22/06/2004
Íntegra: Entrevista com Rodrigo Bressan
Entrevista - Rodrigo Bressan, psiquiatra, professor da pós-graduação do Departamento de Psiquiatria da Unifesp e membro do Laboratório de Cognição e Neuroimagem da Unifesp
Folha - Fale sobre o mecanismo da dependência? O que caracteriza o vício?
Bressan - O fundamental é que a pessoa não consiga inibir o impulso de querer a recompensa (a liberação de dopamina, no sistema de recompensa) o tempo inteiro. O "negócio" fica tão bom que a pessoa perde o controle órbito-frontal (região do cérebro responsável pelo controle dos impulsos). Isso é o "vício". Tolerância e abstinência são conseqüências desse processo. Antes de chegar a existir tolerância e síndrome de abstinência, há uma deficiência no controle. Esse é o ponto mais importante e o que caracteriza o vício.

Itens armazenados do conjunto de dados:

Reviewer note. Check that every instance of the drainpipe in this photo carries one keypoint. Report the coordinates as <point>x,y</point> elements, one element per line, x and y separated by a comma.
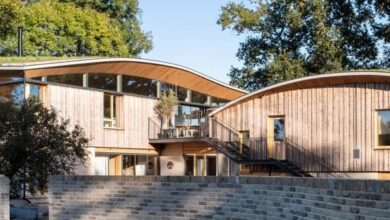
<point>20,41</point>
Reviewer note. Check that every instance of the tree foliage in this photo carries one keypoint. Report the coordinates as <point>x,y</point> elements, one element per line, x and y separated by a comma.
<point>74,28</point>
<point>36,143</point>
<point>287,39</point>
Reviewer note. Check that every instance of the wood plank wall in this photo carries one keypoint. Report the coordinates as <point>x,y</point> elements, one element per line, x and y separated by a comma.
<point>323,125</point>
<point>85,107</point>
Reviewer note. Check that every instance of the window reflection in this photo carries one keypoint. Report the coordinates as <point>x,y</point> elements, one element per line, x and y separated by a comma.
<point>102,81</point>
<point>218,102</point>
<point>110,111</point>
<point>139,165</point>
<point>199,98</point>
<point>278,129</point>
<point>188,115</point>
<point>384,128</point>
<point>14,92</point>
<point>69,79</point>
<point>11,76</point>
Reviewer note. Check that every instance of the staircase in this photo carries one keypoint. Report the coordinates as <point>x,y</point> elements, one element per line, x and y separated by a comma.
<point>236,149</point>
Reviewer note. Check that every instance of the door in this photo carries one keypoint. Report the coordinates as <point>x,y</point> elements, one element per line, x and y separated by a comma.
<point>101,165</point>
<point>211,164</point>
<point>276,137</point>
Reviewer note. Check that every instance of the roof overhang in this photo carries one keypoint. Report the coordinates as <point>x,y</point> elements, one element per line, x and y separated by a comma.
<point>166,72</point>
<point>322,80</point>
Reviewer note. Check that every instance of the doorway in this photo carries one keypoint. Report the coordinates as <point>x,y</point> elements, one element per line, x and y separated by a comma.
<point>275,137</point>
<point>201,165</point>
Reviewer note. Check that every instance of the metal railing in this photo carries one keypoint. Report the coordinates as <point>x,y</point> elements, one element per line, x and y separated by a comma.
<point>156,131</point>
<point>230,138</point>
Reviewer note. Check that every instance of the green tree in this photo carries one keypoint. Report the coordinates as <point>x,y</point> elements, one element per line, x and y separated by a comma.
<point>287,39</point>
<point>127,13</point>
<point>60,28</point>
<point>36,143</point>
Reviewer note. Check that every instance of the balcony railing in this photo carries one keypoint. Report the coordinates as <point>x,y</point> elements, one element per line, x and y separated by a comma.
<point>156,131</point>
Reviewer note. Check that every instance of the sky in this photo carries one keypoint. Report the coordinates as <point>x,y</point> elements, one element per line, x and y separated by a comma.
<point>186,33</point>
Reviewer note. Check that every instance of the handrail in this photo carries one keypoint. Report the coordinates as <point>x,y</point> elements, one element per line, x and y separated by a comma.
<point>156,131</point>
<point>231,139</point>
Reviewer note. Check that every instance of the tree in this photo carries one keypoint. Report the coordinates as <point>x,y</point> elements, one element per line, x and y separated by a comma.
<point>36,143</point>
<point>126,12</point>
<point>165,106</point>
<point>64,28</point>
<point>287,39</point>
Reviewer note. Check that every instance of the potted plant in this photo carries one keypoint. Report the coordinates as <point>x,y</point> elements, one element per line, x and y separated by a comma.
<point>164,109</point>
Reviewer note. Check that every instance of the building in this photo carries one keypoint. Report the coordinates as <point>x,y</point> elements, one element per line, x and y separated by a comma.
<point>113,100</point>
<point>331,125</point>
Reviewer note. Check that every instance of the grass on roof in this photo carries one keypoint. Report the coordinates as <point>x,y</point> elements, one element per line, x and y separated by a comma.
<point>29,59</point>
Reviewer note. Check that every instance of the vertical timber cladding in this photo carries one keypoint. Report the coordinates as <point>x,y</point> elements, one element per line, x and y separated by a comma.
<point>323,123</point>
<point>85,107</point>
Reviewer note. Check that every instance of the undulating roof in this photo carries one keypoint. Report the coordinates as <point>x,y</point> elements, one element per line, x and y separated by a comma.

### Tarefas a cumprir
1) Responda com base na entrevista com Rodrigo Bressan:
(a) De que laboratório da Unifesp o entrevistado é membro?
(b) Segundo ele, qual é a função da região órbito-frontal do cérebro?
(c) Como ele classifica a tolerância e a abstinência em relação ao processo do vício?
2) Prossiga com a entrevista sobre dependência com Rodrigo Bressan a partir da última resposta dele.

### Respostas em ordem
1)
(a) Do Laboratório de Cognição e Neuroimagem da Unifesp.
(b) É a região responsável pelo controle dos impulsos.
(c) Como consequências desse processo.

2)
O vício é a perda do controle sobre o impulso de querer a substância. Veja, querer todo mundo quer. O que acontece é que umas pessoas pesam os prós e contras e conseguem inibir o impulso, caso existam mais contras; outras não conseguem inibir. Eis o vício. E não conseguem por várias razões. Mas a questão mais importante é o controle do impulso. Esse é o aspecto geral da adição.
Não precisa ter tolerância e abstinência para ser dependente. Basta não conseguir controlar o impulso.
Folha - Por que umas drogas "viciam" mais do que outras?
Bressan - Acho que podemos dizer o seguinte. O potencial de adição das drogas está ligado à capacidade de gerar abstinência e tolerância. A droga precisa fazer a pessoa não controlar seus impulsos. Quanto mais uma droga gerar tolerância e abstinência, maior é a chance de uma pessoa não conseguir controlar seu impulso de querer mais droga. Algumas drogas também ativam o sistema de recompensa de forma mais forte do que outras. Daí uma maior ou menor dificuldade de controlar o impulso. E esta dificuldade está muito ligada aos aspectos sociais, ambientais, psicológicos, genéticos etc.
Folha - O que é a tolerância?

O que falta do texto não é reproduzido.